Given request: In the text on South African mining below, list the aspects of the worldwide diamond trade that the De Beers syndicate controlled.

Document excerpt:
(begin)
South Africa – The Beginnings of a New Industry

Driving through Johannesburg, South Africa, one can’t help noticing heaps of artificial hills and small mountain ridges, layered with golden, yellow-hued dust. Along the main highways, or from downtown skyscrapers, a vast series of rolling plateaus—man-made mountains created by the debris of gold mines—can be seen stretching east to west, as the outer, visible signs of the world’s largest gold deposits. It soon becomes obvious to visitors that this ridge that encompasses Johannesburg, Pretoria and many outlying smaller cities fuels the giant economic engine of South Africa.

Some 250 kilometers to the southwest, in Kimberly, near the confluence of the Vaal and Orange Rivers, is the "Great Hole," another man-made oddity protruding from nature. With a circumference approximately one mile wide, and a depth of about 700 feet, the Great Hole was formed with the removal of more than 22 million tons of earth and stands as a monument to humanity’s hunger for the money to be made from mining diamonds. The gaping hole has a frightening and horrid presence; until it is seen, it is hard to imagine that something of this nature can actually exist, and it invokes archetypal fears of falling in pits or caves or being consumed in great darkness.

The gold reefs stretching around Johannesburg and the Great Hole are symbols of Western civilization’s contact with Africa’s hidden treasures. With frenzied fury, white miners, engineers, merchants and financiers began extracting diamonds in what became the Great Hole without any regard for the benefit of the land or its indigenous African people. As capital consolidated all the claims into the De Beers Mining Company, the kings of the new diamond industry experimented with a system of labor where Africans were confined to the most arduous, backbreaking work and were housed in sparse, prison-like dormitories called hostels. The hostel encampments allowed De Beers to maintain strict control of its African workers and created the foundation of the migrant labor populations—in both the diamond and gold industries—that eventually formed the financial backbone of apartheid.

Throughout the 20th century De Beers amassed billions in profits while paying its black workers pittance wages that were carefully calculated to a level just above the subsistence living conditions of rural African communities. With its gigantic surplus value De Beers formed itself into an unprecedented global diamond syndicate, controlling the production as well as the sale, pricing and distribution of diamonds worldwide. The shrewd capitalist elite at De Beers wielded powerful influence on the consumer demand side of the equation as well. The “A Diamond is Forever” advertising campaign—which De Beers started in 1938—is considered one of the most successful of all time. It created the notion that diamonds symbolize marital love and commitment (and thus never to be resold), and craftily identified diamonds as a luxury item synonymous with the glamour of celebrities, movie stars, royalty and high society.
(end)
Excerpted records:
(begin)
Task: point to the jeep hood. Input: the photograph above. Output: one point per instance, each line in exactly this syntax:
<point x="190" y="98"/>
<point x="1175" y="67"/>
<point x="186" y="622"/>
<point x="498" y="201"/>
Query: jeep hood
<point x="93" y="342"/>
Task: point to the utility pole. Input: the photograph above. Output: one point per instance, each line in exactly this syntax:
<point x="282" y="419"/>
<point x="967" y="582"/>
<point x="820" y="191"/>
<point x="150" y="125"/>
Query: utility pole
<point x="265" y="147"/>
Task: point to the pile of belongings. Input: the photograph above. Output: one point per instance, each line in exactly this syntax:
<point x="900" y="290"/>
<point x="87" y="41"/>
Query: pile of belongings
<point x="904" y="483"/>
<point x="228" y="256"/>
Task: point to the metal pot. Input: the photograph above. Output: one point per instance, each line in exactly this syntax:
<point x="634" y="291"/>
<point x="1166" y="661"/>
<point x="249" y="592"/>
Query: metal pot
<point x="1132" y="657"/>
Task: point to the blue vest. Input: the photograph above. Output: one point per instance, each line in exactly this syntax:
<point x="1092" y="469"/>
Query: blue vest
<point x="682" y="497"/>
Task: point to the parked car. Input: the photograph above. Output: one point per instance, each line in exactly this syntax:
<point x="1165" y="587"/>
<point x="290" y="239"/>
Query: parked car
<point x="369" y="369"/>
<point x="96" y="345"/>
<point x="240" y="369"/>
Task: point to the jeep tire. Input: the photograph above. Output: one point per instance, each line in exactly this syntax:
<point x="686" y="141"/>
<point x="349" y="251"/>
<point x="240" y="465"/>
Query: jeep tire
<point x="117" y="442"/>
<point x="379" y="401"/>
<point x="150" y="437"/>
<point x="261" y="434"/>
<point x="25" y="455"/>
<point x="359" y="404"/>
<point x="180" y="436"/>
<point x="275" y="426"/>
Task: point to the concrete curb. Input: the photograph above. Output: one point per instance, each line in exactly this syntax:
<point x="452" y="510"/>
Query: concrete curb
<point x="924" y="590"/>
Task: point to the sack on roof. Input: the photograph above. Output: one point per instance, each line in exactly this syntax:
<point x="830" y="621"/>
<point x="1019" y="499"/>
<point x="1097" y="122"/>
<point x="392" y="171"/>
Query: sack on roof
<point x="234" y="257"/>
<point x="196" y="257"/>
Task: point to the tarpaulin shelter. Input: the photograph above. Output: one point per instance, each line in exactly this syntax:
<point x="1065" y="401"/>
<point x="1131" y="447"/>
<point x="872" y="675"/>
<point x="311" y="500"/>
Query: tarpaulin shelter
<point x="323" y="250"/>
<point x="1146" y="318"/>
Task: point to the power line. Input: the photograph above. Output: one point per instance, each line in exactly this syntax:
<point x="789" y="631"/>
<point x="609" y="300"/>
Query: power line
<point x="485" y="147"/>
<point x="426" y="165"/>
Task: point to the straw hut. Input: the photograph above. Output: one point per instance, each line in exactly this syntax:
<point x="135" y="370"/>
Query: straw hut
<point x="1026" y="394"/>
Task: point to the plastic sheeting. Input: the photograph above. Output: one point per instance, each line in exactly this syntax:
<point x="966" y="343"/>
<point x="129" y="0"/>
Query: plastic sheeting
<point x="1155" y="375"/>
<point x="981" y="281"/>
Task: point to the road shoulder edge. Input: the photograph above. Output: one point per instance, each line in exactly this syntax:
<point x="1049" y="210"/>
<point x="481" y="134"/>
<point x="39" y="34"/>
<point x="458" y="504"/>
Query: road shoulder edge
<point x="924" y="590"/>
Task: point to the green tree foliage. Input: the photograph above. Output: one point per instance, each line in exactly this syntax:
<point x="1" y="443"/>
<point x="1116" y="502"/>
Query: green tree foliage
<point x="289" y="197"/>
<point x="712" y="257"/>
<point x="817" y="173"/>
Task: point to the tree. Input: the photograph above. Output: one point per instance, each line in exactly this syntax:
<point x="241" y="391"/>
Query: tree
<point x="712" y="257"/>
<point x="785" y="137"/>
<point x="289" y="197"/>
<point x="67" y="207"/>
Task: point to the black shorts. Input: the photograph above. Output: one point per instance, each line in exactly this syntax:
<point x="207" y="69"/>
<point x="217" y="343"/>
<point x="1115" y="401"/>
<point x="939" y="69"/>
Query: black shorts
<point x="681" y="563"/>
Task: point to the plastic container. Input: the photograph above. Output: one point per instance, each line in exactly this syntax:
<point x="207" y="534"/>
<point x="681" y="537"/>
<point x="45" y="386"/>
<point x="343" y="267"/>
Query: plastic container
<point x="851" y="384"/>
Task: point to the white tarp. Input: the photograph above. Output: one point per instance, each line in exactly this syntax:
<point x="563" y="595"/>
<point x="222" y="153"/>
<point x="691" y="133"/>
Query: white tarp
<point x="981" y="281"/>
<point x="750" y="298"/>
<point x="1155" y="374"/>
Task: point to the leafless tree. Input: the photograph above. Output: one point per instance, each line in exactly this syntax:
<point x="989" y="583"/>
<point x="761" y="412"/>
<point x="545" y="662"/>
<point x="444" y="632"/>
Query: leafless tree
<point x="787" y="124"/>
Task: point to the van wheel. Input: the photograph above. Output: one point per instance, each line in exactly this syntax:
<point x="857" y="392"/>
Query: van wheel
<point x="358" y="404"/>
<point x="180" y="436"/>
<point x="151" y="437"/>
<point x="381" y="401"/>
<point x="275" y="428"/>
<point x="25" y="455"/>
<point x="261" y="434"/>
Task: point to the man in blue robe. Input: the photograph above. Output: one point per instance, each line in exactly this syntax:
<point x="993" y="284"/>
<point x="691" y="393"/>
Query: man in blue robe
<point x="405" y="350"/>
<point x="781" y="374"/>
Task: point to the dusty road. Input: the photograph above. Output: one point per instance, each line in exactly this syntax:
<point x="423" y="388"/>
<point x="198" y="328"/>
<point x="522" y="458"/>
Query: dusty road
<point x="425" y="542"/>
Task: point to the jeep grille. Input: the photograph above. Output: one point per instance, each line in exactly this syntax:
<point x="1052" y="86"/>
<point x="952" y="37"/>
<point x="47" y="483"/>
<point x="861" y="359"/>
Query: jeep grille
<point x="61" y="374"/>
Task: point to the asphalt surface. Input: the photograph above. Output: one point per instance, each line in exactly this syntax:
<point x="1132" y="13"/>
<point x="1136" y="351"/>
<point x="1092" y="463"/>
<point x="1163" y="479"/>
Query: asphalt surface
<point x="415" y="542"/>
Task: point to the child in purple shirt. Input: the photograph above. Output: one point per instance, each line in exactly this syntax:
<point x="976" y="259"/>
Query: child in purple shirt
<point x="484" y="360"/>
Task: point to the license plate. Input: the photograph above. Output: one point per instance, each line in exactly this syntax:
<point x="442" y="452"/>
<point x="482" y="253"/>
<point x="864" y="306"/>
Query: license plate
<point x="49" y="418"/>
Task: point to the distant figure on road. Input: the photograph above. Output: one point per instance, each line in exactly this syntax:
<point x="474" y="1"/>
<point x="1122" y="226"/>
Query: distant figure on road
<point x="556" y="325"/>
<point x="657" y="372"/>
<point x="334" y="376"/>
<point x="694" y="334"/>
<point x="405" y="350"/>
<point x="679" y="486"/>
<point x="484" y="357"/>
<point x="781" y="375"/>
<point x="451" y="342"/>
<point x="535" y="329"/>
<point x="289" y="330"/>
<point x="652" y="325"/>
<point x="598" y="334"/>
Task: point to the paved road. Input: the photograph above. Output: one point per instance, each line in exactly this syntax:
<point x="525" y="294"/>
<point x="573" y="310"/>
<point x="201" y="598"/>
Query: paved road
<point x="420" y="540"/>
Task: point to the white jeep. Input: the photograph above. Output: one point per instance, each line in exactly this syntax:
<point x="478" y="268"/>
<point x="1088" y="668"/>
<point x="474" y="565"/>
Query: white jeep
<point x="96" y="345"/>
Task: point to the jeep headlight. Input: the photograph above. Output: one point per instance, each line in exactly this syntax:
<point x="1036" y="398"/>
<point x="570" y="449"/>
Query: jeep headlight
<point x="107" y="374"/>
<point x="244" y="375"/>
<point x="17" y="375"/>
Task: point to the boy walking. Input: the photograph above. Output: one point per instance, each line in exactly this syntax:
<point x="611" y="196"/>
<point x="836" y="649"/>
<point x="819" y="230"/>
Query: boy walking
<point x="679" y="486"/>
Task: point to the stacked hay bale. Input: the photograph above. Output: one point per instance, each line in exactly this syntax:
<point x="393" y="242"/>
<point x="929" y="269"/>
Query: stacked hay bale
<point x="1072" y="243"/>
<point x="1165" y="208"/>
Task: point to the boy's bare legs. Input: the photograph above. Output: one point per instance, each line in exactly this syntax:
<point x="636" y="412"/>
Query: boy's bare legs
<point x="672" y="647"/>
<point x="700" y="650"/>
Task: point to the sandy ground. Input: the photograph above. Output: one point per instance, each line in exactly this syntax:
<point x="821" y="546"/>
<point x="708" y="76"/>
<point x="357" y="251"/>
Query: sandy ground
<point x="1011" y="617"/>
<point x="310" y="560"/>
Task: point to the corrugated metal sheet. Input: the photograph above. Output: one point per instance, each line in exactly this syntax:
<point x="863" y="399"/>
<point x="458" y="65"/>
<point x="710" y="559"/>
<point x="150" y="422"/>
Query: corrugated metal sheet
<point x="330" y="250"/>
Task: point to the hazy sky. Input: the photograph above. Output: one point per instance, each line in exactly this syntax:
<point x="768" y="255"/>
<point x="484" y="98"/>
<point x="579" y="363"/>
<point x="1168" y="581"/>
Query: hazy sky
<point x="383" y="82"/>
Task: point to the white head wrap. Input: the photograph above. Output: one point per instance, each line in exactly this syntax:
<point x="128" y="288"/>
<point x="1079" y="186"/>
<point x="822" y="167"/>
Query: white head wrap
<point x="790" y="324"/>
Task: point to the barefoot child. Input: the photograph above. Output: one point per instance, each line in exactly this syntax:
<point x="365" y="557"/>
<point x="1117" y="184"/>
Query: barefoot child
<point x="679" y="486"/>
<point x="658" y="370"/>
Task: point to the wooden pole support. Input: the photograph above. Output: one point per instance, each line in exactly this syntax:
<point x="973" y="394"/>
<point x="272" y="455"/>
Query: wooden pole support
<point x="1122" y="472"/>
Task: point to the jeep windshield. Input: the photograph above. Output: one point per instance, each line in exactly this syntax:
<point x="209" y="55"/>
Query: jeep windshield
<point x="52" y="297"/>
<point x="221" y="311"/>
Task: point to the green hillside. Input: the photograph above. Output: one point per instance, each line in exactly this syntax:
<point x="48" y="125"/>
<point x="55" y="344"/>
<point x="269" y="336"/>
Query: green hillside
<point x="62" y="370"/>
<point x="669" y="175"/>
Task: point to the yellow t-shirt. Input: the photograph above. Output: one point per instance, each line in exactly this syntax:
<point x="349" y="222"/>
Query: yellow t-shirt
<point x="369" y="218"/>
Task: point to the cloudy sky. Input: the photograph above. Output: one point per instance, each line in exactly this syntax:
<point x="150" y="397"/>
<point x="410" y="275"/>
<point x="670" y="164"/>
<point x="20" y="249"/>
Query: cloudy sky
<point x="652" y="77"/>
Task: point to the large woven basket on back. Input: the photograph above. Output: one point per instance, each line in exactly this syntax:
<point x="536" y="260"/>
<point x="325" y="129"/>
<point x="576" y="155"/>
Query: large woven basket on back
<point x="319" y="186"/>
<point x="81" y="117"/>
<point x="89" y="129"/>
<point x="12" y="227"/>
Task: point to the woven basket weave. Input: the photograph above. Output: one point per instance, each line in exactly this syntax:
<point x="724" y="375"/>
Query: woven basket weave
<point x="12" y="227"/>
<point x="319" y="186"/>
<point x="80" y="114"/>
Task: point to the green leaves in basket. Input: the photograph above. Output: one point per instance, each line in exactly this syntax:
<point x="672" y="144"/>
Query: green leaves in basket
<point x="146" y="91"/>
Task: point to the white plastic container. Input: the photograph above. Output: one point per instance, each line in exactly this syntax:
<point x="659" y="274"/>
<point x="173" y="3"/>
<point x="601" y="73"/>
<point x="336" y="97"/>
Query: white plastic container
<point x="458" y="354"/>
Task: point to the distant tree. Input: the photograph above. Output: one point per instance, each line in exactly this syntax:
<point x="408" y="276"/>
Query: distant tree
(end)
Result below: production, sale, pricing, distribution